--- START DATASET ROWS ---
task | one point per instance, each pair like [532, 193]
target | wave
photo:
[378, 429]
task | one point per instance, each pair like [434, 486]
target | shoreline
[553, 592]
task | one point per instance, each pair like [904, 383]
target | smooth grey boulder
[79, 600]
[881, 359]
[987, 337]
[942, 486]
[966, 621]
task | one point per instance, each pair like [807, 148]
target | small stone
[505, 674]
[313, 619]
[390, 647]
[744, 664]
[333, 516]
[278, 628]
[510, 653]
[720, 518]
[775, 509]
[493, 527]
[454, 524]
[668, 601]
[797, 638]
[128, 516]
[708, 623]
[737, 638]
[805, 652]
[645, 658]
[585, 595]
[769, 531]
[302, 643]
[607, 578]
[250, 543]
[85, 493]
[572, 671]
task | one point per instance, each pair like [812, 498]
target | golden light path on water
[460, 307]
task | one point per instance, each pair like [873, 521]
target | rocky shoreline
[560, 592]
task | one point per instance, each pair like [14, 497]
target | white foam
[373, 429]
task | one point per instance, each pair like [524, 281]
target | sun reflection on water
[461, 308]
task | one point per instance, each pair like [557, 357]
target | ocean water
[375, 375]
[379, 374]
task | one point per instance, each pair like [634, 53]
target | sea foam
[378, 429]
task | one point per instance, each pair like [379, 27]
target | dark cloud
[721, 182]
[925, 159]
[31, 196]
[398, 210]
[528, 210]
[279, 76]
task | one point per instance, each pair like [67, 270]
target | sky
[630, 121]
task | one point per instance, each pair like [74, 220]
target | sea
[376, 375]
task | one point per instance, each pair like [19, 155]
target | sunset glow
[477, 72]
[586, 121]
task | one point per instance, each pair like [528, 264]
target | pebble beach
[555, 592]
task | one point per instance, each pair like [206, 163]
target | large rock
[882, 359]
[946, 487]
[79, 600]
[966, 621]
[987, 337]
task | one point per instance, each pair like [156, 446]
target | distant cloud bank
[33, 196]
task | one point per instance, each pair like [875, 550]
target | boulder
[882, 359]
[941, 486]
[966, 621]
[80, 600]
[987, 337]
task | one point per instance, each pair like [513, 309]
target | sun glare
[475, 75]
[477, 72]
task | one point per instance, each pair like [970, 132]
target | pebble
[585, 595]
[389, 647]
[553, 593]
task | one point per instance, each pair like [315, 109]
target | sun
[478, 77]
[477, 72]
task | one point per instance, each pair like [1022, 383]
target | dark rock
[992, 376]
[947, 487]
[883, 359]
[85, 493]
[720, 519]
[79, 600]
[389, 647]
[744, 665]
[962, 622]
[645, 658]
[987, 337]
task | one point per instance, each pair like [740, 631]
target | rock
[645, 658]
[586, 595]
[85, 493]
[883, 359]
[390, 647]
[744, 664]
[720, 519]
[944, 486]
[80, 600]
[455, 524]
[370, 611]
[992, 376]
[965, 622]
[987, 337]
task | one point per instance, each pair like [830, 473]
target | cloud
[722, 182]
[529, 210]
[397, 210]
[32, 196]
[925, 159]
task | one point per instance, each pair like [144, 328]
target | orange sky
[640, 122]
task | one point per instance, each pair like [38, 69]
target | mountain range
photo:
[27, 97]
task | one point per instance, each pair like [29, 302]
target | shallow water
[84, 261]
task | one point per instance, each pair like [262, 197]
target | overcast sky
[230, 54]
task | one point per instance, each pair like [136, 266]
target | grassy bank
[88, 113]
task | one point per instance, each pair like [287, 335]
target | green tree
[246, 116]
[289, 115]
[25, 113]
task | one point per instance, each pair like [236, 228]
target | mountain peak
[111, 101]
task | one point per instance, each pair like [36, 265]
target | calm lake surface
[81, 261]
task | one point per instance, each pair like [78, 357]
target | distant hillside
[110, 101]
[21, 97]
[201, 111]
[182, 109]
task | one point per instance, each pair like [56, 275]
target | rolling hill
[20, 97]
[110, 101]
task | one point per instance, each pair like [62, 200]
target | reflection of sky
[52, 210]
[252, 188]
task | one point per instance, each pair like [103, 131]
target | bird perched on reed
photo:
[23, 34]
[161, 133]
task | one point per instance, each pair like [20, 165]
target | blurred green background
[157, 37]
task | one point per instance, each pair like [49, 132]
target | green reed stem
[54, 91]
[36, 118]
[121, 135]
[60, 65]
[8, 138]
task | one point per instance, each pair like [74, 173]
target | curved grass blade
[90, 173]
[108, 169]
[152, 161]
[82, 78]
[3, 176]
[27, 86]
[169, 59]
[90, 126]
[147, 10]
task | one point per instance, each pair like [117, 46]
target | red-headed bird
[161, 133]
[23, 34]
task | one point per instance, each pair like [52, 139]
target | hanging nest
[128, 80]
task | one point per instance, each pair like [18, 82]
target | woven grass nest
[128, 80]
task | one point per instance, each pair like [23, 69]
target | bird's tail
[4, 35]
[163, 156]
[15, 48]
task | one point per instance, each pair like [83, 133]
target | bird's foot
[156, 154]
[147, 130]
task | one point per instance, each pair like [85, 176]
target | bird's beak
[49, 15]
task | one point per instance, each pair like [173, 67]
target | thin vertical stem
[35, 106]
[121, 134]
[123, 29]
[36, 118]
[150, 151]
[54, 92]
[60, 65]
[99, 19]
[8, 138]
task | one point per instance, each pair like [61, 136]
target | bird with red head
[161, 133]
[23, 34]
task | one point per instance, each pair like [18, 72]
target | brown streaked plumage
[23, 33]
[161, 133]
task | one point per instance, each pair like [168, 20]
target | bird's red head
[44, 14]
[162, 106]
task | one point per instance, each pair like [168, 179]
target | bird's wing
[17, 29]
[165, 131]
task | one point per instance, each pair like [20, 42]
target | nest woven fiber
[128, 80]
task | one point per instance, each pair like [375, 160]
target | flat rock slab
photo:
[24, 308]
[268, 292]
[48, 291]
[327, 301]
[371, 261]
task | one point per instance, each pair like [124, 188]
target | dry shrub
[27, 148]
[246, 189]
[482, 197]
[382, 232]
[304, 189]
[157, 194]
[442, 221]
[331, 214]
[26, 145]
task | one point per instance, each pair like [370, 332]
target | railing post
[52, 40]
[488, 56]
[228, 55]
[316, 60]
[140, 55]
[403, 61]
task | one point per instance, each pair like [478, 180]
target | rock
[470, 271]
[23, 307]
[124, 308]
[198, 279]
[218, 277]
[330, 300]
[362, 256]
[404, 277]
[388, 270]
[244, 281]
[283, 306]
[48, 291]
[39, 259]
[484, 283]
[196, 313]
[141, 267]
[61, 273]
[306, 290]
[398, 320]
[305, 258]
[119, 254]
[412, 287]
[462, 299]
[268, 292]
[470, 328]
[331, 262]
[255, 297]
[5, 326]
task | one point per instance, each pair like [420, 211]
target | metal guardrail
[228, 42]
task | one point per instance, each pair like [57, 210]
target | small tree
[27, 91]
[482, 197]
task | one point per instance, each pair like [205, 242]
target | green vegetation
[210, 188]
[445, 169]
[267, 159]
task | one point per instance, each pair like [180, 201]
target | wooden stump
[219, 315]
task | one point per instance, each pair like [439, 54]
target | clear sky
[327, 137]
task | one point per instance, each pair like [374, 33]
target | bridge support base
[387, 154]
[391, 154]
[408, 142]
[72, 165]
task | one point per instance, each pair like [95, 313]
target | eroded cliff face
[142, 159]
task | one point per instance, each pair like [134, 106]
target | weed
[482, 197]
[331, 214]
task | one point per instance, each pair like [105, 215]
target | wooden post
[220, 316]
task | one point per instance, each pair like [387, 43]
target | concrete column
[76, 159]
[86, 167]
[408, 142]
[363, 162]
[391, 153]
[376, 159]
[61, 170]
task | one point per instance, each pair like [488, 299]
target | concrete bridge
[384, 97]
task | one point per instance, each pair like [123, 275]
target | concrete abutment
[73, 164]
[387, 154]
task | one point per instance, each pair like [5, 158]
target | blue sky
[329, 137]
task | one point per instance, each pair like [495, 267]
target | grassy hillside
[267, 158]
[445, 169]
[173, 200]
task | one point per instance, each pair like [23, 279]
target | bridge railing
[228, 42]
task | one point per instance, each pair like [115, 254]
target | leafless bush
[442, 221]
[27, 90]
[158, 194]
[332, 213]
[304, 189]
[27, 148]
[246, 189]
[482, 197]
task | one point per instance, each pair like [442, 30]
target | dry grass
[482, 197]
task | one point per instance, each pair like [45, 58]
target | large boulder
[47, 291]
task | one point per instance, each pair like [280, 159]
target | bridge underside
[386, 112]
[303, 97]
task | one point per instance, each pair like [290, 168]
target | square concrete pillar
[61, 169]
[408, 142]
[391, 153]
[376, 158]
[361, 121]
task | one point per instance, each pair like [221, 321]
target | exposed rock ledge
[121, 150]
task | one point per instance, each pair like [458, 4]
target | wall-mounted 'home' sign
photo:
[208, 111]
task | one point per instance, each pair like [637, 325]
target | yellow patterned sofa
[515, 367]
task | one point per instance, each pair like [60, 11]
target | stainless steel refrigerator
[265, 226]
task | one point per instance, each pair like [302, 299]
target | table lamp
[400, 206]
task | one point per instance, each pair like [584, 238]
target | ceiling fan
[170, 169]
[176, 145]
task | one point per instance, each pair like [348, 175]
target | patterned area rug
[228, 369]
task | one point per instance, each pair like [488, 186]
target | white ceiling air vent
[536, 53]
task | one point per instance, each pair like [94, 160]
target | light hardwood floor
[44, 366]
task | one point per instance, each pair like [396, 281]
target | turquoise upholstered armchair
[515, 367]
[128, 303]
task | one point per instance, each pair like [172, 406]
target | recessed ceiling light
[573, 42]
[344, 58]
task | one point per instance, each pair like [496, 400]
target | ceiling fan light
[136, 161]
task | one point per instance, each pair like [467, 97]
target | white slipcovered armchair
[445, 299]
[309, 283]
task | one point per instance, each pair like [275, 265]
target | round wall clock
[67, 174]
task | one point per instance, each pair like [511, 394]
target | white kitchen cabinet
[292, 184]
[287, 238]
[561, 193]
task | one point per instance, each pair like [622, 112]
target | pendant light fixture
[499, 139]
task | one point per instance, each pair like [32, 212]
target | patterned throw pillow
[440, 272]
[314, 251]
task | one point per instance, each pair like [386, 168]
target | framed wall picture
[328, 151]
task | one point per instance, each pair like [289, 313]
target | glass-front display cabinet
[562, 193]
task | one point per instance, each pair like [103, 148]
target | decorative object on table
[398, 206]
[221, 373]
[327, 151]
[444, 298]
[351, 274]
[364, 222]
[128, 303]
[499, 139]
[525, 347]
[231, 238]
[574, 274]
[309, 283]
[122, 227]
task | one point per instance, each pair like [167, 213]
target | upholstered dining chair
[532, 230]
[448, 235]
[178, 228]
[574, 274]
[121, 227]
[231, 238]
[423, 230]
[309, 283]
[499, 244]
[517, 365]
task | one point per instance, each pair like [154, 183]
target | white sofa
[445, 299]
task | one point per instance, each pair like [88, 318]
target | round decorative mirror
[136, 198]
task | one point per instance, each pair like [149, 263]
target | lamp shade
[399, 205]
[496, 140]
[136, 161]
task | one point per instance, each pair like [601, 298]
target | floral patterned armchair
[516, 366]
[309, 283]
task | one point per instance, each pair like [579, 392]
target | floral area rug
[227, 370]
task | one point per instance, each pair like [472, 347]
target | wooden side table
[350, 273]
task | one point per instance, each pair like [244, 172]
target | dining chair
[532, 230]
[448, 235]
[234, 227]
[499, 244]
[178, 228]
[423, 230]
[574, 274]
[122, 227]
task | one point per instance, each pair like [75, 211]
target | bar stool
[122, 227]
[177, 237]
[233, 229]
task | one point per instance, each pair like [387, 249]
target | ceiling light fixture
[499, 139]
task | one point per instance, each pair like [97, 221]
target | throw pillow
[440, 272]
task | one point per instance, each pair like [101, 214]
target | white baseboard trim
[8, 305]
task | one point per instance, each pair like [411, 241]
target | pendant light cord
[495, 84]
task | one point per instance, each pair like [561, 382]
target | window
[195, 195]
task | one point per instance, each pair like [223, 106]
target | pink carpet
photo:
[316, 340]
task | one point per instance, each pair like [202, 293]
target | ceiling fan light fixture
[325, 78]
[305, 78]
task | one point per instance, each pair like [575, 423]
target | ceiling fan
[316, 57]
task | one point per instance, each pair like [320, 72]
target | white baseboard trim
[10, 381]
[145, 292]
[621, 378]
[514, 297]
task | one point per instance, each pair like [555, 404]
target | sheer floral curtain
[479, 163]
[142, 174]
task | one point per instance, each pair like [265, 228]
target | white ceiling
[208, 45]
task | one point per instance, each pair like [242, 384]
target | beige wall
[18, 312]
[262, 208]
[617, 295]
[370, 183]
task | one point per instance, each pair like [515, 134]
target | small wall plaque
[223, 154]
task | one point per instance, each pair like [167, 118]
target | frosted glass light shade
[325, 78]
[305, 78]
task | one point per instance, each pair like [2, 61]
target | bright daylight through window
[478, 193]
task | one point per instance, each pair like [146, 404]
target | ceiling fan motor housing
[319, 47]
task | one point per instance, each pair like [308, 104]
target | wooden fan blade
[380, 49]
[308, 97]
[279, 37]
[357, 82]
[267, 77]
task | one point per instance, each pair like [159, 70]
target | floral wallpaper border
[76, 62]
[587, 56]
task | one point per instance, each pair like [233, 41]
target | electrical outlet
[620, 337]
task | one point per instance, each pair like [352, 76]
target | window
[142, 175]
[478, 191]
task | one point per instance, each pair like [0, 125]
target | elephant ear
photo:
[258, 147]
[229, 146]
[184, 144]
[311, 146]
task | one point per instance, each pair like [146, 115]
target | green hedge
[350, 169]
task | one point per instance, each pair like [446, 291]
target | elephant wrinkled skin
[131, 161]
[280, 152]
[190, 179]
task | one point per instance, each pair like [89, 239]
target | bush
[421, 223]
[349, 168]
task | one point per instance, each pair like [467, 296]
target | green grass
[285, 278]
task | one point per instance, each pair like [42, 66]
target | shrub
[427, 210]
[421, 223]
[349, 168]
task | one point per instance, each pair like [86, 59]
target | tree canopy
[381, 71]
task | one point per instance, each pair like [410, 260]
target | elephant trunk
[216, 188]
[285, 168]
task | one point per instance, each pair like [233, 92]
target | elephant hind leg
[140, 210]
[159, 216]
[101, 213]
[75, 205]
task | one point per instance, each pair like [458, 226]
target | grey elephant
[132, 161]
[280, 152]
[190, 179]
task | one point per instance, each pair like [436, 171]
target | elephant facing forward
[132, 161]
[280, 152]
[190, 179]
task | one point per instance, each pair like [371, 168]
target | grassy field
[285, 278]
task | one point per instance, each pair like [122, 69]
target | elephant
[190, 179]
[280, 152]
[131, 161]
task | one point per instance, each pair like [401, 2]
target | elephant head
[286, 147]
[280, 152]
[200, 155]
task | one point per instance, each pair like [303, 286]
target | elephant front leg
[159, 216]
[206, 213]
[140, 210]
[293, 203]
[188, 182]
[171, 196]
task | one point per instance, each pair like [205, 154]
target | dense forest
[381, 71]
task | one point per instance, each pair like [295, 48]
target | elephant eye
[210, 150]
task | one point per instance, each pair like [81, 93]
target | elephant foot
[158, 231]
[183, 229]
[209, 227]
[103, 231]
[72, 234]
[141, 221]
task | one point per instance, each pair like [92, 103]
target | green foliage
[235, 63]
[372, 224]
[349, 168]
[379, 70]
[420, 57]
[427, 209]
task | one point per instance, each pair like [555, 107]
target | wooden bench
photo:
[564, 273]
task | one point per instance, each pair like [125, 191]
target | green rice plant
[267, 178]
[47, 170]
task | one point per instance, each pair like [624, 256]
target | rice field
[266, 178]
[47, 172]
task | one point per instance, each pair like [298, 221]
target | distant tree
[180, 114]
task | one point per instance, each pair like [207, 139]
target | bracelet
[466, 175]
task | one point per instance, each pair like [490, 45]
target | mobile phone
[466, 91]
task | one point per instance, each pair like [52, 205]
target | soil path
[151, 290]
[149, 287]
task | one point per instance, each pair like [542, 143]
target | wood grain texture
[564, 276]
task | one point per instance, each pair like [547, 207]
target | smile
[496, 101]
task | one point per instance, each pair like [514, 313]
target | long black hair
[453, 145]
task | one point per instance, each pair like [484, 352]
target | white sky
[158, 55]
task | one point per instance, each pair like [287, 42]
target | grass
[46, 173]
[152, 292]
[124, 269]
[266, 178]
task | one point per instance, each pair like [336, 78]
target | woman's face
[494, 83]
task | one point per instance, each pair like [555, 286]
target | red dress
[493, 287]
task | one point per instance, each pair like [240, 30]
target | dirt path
--- END DATASET ROWS ---
WORK REQUIRED:
Return the lines above, from the one containing "task | one point per instance, each pair like [81, 93]" to the end, exactly as they stand.

RESULT FOR THIS EXERCISE:
task | one point per instance, each pair like [81, 93]
target | elephant foot
[158, 231]
[183, 229]
[209, 227]
[103, 231]
[72, 234]
[141, 221]
task | one point per instance, each pair like [92, 103]
target | green foliage
[235, 63]
[372, 224]
[349, 168]
[379, 70]
[420, 57]
[427, 209]
task | one point per instance, each pair like [555, 107]
target | wooden bench
photo:
[564, 273]
task | one point per instance, each pair like [125, 191]
target | green rice plant
[267, 178]
[47, 170]
task | one point per instance, each pair like [624, 256]
target | rice field
[266, 178]
[47, 172]
task | one point per instance, each pair like [298, 221]
target | distant tree
[180, 114]
task | one point per instance, each pair like [207, 139]
target | bracelet
[466, 175]
task | one point per instance, each pair like [490, 45]
target | mobile phone
[466, 91]
task | one point per instance, each pair like [52, 205]
target | soil path
[151, 290]
[149, 287]
task | one point per instance, each pair like [542, 143]
target | wood grain texture
[564, 276]
task | one point per instance, each pair like [547, 207]
target | smile
[496, 101]
task | one point per instance, each pair like [514, 313]
target | long black hair
[453, 145]
task | one point per instance, each pair like [484, 352]
target | white sky
[158, 55]
task | one point per instance, each pair like [287, 42]
target | grass
[46, 173]
[152, 292]
[124, 269]
[266, 178]
task | one point per instance, each pair like [336, 78]
target | woman's face
[494, 83]
task | one point per instance, each pair like [555, 286]
target | red dress
[493, 287]
task | one point per instance, each pair like [240, 30]
target | dirt path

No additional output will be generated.